#### Records to process
━━━━━━━━━━
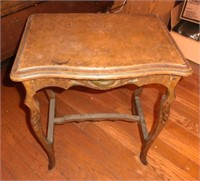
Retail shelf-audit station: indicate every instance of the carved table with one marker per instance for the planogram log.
(99, 51)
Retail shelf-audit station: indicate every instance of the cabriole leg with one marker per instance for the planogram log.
(33, 105)
(161, 119)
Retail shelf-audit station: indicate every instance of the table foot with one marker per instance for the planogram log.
(33, 105)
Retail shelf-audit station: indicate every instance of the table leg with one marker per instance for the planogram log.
(33, 105)
(161, 119)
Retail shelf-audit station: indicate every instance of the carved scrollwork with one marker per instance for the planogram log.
(104, 84)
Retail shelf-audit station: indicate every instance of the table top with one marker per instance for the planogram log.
(96, 46)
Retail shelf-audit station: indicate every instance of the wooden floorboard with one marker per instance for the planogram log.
(101, 150)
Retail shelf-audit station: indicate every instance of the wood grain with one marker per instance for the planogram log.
(101, 150)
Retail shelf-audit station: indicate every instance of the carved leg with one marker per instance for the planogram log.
(160, 121)
(33, 105)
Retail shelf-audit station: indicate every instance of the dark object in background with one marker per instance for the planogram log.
(15, 13)
(188, 29)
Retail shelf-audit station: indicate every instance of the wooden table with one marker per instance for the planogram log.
(99, 51)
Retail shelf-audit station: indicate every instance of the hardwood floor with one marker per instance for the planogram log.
(101, 150)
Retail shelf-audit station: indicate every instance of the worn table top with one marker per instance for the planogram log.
(96, 46)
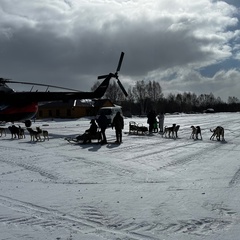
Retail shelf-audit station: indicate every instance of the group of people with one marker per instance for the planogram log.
(102, 123)
(152, 121)
(118, 123)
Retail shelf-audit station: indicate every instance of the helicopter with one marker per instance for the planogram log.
(23, 106)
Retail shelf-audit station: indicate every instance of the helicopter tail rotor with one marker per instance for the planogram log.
(115, 75)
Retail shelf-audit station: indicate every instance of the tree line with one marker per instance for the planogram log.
(145, 96)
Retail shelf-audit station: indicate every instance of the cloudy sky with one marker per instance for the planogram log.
(188, 46)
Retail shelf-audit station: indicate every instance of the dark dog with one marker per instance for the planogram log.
(176, 130)
(14, 131)
(217, 132)
(195, 132)
(43, 132)
(35, 135)
(169, 130)
(2, 130)
(21, 132)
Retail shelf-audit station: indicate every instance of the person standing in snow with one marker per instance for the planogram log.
(103, 123)
(151, 119)
(118, 123)
(161, 121)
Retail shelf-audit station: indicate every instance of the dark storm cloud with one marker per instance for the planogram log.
(70, 43)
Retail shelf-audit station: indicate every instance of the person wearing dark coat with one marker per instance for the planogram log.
(118, 124)
(86, 137)
(103, 124)
(151, 119)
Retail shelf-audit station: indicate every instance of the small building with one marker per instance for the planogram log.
(72, 108)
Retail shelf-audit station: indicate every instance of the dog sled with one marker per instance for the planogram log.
(86, 138)
(136, 128)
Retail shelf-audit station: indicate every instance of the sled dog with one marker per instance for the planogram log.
(218, 132)
(21, 132)
(195, 131)
(169, 130)
(14, 131)
(34, 134)
(176, 130)
(43, 132)
(2, 130)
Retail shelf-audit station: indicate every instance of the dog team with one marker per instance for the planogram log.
(172, 131)
(19, 132)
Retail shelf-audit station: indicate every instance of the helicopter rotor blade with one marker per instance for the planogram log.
(120, 61)
(103, 76)
(122, 88)
(39, 84)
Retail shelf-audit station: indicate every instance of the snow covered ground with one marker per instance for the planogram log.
(149, 187)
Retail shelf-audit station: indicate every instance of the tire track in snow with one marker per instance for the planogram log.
(235, 179)
(32, 168)
(191, 157)
(92, 222)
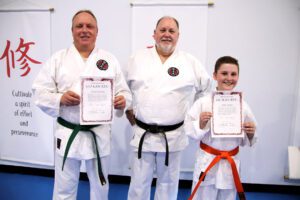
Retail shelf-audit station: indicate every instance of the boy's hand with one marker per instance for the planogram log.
(204, 118)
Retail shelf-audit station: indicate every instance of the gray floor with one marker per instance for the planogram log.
(15, 186)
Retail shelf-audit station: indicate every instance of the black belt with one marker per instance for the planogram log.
(76, 128)
(155, 129)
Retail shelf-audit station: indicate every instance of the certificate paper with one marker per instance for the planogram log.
(96, 100)
(227, 114)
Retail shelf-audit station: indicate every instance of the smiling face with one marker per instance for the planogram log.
(166, 36)
(227, 76)
(84, 30)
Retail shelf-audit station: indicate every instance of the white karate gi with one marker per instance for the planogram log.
(162, 99)
(62, 73)
(218, 183)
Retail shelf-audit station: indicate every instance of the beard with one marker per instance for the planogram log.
(166, 49)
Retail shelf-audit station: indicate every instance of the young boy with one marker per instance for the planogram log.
(219, 180)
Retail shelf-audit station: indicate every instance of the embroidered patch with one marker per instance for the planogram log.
(102, 64)
(173, 71)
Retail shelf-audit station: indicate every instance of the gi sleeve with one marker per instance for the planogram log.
(249, 117)
(204, 81)
(192, 119)
(122, 89)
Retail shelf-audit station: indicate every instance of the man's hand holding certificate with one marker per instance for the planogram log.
(96, 100)
(227, 114)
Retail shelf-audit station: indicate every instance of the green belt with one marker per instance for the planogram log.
(76, 128)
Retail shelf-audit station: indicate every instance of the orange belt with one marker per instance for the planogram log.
(221, 155)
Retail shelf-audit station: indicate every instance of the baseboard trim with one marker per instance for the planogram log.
(287, 189)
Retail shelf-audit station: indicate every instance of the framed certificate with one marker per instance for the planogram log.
(227, 114)
(96, 100)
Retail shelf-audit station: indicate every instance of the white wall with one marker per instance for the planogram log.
(263, 34)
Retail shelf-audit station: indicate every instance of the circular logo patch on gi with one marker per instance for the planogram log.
(102, 64)
(173, 71)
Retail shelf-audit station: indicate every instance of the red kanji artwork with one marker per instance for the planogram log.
(23, 59)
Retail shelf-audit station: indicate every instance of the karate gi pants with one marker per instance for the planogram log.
(66, 181)
(210, 192)
(142, 175)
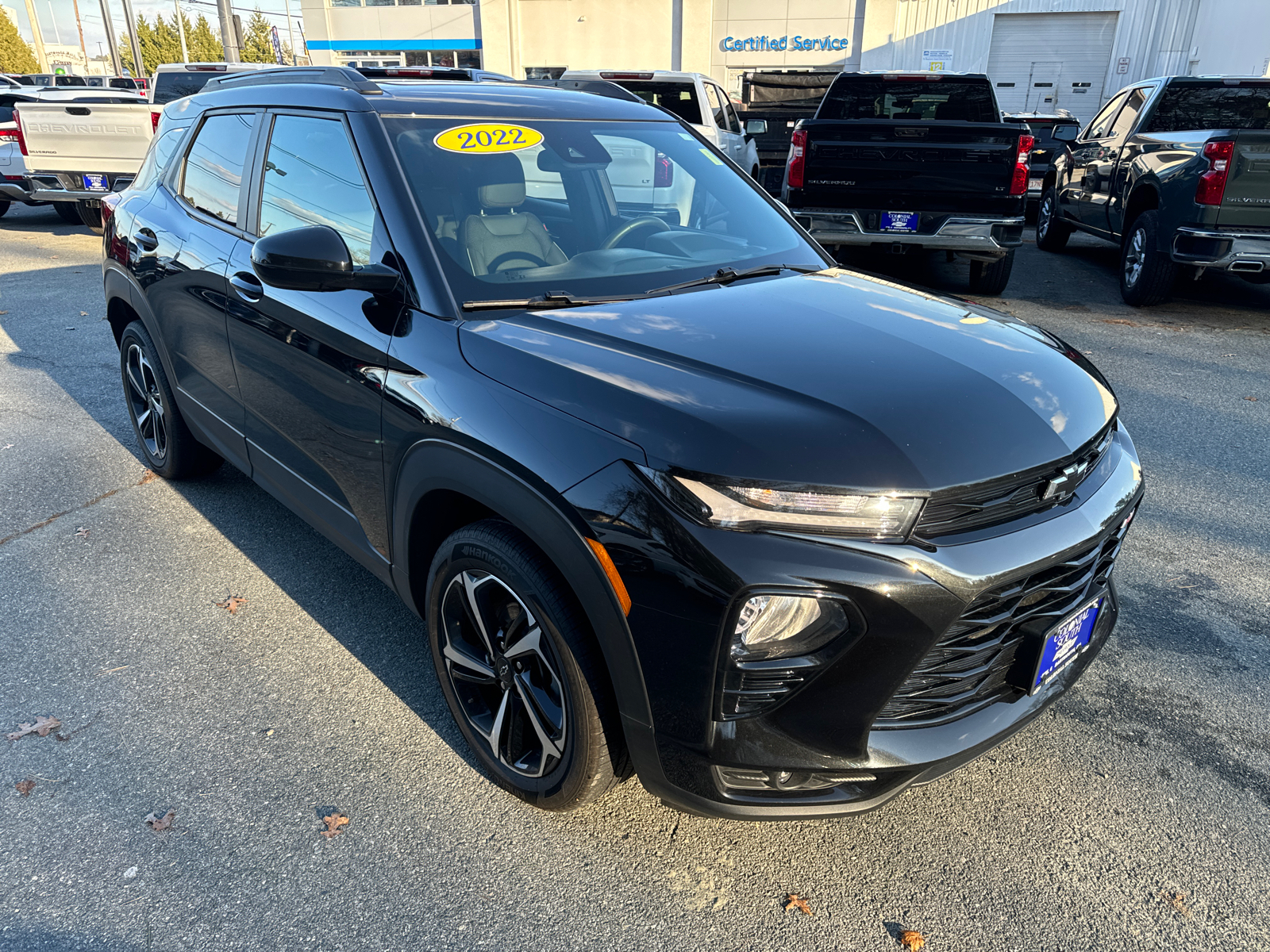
━━━━━━━━━━
#### Aim of the task
Please extract every line of the entries above that contains the word "rotor", and copy each of those lines in full.

#### Solution to this problem
Retail shelf-audit station: indicate every instance of the helicopter tail rotor with one marker per instance for the planogram log.
Retail shelf-audit station: indicate every instance of the helicopter rotor blade with one marker per instance for the planogram log.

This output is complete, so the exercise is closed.